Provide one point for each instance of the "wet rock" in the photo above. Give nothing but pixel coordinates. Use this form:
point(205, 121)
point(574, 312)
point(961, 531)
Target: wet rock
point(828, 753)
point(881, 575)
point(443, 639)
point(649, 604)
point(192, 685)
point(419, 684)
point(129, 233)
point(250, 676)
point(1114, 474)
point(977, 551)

============================================================

## Your goal
Recast every line of the records above as a numbered list, leaving out any blank lines.

## Result below
1. Provide one point for each instance of the "wet rock" in the photo above. Give nothing but pixel coordinates. Use this form:
2. point(205, 121)
3. point(574, 312)
4. point(961, 531)
5. Target: wet rock
6. point(828, 753)
7. point(881, 575)
8. point(443, 639)
9. point(649, 604)
10. point(192, 685)
11. point(419, 684)
12. point(129, 233)
13. point(250, 676)
14. point(1114, 474)
15. point(977, 551)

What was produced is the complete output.